## Task prompt
Return nothing but the lines from the line containing "officer in dark" through the last line of the records, reproduced exactly.

Region annotation entries:

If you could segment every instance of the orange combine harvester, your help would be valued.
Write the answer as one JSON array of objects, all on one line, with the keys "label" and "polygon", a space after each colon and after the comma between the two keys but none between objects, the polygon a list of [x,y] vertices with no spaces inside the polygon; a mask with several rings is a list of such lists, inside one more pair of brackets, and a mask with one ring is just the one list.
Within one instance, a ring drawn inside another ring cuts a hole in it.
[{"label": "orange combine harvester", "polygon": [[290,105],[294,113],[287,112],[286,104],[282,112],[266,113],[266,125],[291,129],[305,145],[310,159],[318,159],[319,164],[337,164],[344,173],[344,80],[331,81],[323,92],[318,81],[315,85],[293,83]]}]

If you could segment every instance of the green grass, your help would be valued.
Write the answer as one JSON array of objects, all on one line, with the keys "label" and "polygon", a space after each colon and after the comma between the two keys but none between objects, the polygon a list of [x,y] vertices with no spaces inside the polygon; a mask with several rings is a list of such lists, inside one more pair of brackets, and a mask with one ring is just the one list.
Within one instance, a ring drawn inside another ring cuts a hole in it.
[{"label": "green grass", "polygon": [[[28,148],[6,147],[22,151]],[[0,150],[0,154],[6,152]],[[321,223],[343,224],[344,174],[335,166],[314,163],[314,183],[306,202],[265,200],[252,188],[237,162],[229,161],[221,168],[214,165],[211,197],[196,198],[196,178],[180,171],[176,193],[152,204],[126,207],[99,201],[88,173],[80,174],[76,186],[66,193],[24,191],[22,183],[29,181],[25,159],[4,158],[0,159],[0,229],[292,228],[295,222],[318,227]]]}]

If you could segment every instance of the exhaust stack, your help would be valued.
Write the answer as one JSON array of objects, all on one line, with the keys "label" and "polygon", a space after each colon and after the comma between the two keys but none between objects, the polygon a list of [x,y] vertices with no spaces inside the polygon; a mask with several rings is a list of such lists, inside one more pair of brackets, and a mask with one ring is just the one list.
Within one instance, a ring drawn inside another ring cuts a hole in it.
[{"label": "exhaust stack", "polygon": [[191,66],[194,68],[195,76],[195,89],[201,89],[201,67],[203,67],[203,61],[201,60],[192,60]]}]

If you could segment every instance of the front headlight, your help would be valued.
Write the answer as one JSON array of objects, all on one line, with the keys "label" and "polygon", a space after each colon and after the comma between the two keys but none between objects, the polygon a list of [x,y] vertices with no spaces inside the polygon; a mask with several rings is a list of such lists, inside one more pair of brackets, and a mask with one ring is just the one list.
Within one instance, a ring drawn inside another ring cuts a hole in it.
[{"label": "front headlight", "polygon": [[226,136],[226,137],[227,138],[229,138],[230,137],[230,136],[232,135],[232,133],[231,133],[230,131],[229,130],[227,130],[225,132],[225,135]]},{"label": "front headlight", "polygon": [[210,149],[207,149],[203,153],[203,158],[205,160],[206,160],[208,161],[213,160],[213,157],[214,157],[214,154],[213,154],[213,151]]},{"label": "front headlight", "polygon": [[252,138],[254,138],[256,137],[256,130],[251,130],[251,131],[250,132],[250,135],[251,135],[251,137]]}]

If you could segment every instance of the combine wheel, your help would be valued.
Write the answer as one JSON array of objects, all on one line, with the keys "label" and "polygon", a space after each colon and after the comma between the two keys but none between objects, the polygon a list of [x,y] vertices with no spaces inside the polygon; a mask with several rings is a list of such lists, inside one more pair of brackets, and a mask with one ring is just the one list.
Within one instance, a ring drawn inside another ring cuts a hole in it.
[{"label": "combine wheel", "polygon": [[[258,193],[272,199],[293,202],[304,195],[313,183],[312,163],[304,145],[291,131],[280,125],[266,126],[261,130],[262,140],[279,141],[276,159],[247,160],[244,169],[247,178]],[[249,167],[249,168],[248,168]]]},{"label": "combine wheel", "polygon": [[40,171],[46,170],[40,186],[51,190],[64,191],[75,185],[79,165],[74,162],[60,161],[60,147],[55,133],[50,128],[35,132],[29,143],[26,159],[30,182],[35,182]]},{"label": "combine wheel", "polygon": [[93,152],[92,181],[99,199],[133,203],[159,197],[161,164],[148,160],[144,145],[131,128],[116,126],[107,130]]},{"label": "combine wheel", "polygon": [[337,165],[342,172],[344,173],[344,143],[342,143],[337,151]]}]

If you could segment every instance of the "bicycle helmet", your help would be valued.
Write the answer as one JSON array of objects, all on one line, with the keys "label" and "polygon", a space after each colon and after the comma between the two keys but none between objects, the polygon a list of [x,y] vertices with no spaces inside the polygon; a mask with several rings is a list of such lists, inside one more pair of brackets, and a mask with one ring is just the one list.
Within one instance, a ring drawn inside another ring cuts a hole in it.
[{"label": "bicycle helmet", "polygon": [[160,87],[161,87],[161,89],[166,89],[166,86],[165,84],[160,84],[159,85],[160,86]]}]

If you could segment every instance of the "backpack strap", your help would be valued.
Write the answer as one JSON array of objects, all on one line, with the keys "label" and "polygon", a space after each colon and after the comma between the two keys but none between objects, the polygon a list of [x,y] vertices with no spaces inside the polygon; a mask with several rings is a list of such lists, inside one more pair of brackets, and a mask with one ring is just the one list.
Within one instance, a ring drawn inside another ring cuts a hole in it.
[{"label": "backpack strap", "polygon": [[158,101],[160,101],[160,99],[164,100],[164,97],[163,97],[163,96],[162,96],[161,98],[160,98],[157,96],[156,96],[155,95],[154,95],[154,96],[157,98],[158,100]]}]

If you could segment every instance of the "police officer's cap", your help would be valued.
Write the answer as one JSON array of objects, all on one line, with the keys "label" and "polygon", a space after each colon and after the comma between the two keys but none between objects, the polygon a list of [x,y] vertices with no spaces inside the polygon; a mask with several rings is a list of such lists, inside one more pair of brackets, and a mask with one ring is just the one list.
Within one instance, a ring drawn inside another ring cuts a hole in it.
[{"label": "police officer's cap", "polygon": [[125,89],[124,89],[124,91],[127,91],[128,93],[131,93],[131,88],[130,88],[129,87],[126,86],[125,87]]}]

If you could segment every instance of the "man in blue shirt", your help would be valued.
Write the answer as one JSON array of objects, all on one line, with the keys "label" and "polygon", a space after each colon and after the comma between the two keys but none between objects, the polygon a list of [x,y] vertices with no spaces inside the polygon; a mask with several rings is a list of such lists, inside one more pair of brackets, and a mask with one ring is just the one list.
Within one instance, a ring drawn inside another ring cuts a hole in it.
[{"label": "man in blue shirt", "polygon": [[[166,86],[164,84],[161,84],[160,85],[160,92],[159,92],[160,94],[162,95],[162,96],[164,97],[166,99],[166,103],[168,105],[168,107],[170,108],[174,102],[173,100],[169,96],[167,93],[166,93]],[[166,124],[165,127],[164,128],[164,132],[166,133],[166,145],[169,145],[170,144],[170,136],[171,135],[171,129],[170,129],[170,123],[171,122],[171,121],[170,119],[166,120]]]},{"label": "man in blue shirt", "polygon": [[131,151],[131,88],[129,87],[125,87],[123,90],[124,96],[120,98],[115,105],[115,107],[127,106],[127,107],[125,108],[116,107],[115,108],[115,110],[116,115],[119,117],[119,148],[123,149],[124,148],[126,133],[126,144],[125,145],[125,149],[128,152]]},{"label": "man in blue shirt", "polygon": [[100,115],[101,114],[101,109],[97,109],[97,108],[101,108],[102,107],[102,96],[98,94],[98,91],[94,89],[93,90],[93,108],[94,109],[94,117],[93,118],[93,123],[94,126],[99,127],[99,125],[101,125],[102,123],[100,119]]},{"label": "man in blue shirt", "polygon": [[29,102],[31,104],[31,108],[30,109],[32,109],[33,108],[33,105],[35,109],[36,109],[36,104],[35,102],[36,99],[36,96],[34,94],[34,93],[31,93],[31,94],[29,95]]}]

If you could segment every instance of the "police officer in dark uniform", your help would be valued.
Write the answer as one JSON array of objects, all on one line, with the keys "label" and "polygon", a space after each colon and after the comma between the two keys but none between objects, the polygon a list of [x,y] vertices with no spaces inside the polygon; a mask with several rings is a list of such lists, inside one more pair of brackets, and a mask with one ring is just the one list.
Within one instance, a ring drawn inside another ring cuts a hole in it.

## The result
If you could segment every instance of the "police officer in dark uniform", your help would be valued.
Write the answer as one JSON array of objects, all on one line, with the keys "label" and "polygon", a space after each colon and after the comma between the two keys but none between objects, the polygon a list of [x,y] vertices with no spaces inside the polygon; a mask with several rings is a list of such lists, inside one more pair of brackets, and a mask with one ring is just the one list.
Within one instance, a ring drawn inside another ring cuts a hole in it.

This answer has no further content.